'''

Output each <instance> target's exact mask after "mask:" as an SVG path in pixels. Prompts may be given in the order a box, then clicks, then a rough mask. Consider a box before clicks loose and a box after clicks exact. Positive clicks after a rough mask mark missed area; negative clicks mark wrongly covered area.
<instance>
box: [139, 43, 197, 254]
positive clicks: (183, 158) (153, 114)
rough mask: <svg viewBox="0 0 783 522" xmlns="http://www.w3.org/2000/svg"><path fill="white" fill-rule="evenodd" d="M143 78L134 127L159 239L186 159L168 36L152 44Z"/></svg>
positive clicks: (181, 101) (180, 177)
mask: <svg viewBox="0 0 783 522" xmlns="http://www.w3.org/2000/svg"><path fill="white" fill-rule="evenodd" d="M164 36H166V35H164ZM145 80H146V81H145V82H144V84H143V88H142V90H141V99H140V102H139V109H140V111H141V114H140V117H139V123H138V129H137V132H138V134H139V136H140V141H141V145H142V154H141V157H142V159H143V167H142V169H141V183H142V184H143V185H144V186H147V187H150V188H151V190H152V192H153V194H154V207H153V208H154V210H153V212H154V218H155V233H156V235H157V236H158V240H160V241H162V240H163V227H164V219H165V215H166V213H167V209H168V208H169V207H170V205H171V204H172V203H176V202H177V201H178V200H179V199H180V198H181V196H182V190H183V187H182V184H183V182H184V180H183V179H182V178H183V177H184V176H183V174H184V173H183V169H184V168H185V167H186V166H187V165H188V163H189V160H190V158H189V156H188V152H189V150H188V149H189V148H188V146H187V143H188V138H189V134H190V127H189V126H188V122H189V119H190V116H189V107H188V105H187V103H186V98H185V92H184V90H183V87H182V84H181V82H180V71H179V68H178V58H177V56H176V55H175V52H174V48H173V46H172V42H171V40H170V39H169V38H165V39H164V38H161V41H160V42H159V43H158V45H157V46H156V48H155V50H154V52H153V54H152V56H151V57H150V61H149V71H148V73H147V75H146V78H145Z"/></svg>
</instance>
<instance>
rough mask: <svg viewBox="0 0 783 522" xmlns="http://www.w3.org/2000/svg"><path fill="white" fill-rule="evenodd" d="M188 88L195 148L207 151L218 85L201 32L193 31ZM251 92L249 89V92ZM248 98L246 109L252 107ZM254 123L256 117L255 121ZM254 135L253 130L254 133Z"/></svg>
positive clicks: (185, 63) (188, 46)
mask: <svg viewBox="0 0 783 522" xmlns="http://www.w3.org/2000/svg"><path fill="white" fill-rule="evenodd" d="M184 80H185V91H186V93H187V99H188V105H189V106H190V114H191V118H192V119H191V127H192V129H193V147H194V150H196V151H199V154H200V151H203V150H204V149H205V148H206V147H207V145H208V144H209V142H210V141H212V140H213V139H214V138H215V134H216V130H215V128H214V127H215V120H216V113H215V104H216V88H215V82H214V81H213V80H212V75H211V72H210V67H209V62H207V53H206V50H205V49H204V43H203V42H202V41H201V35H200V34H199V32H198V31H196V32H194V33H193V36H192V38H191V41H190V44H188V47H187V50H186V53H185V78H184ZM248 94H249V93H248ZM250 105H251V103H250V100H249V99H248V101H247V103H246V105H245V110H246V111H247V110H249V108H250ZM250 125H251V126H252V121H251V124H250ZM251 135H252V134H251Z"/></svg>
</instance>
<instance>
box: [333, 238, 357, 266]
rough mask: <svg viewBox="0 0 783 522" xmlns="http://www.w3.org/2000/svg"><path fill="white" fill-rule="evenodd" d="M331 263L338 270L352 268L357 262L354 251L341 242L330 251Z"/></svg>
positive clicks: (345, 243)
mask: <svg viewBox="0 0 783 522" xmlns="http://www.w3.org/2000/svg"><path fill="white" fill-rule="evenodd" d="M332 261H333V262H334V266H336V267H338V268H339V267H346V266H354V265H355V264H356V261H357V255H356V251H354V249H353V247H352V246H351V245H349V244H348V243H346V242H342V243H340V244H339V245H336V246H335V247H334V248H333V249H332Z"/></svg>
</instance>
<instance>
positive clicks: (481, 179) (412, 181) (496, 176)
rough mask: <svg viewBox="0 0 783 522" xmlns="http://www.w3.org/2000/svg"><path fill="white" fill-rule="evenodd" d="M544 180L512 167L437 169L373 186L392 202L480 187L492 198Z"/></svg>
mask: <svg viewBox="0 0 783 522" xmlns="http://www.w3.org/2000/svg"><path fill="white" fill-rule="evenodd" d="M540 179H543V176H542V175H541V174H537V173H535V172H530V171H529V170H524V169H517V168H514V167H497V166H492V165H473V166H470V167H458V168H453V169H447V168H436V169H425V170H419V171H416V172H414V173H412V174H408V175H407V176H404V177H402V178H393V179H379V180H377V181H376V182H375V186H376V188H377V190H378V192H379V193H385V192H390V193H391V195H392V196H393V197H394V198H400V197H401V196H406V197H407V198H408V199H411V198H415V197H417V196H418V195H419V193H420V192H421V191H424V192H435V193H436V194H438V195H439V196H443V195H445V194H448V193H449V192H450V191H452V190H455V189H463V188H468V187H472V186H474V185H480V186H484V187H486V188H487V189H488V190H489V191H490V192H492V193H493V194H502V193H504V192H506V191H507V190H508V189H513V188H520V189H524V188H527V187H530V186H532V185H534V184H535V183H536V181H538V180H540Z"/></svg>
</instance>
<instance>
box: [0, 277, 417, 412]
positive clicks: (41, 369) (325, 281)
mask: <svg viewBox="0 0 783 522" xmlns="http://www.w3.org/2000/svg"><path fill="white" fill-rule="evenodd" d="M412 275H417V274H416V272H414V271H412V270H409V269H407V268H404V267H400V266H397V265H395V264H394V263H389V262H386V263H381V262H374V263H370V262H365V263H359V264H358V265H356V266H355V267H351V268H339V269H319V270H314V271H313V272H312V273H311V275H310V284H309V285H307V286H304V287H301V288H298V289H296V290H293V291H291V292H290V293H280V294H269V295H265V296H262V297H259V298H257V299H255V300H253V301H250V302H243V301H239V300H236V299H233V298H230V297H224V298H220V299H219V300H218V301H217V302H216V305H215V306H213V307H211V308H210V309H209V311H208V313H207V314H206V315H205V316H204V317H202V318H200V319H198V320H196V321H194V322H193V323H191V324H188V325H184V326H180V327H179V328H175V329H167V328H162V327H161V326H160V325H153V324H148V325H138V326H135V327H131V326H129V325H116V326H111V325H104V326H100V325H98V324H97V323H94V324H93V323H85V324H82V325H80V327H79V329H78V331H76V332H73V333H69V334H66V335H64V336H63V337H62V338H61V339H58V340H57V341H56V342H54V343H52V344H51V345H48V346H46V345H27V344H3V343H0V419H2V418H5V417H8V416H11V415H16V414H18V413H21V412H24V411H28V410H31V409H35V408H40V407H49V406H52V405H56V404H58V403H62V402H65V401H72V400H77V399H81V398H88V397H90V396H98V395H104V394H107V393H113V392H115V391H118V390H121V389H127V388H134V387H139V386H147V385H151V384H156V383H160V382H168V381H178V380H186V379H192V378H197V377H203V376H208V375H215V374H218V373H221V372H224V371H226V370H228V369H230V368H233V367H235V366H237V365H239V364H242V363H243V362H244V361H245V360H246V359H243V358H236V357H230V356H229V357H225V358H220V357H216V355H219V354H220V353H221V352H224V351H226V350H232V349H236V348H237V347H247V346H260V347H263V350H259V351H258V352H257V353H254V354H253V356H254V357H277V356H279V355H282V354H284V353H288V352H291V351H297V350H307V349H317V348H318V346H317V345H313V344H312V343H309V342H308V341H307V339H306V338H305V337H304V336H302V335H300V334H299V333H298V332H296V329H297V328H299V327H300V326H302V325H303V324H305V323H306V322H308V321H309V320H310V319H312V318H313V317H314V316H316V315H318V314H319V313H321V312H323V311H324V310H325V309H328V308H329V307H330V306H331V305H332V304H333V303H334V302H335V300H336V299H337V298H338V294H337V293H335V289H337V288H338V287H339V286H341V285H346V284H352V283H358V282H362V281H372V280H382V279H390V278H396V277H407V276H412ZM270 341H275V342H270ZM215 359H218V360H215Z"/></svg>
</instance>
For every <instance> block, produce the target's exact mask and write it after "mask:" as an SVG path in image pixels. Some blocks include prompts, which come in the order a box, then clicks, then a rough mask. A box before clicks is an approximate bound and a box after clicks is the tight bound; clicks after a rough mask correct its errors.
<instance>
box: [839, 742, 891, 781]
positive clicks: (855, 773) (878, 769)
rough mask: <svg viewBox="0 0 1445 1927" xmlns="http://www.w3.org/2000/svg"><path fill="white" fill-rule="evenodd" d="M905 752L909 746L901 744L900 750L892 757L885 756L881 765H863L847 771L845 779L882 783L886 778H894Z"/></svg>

'''

WHAT THE TASK REQUIRES:
Could you transcribe the entries above word for word, from the line with "box: [333, 238, 357, 266]" down to the line with "positive clicks: (481, 179)", keeping both?

ANSWER SECTION:
box: [333, 238, 357, 266]
rough mask: <svg viewBox="0 0 783 522" xmlns="http://www.w3.org/2000/svg"><path fill="white" fill-rule="evenodd" d="M331 263L338 270L352 268L357 262L354 251L341 242L330 251Z"/></svg>
positive clicks: (345, 243)
mask: <svg viewBox="0 0 783 522" xmlns="http://www.w3.org/2000/svg"><path fill="white" fill-rule="evenodd" d="M332 261H333V262H334V266H336V267H338V268H339V267H346V266H354V265H355V264H356V261H357V255H356V251H354V249H353V247H352V246H351V245H349V244H348V243H346V242H342V243H340V244H339V245H336V246H335V247H334V248H333V249H332Z"/></svg>
</instance>
<instance>
positive clicks: (481, 179) (412, 181) (496, 176)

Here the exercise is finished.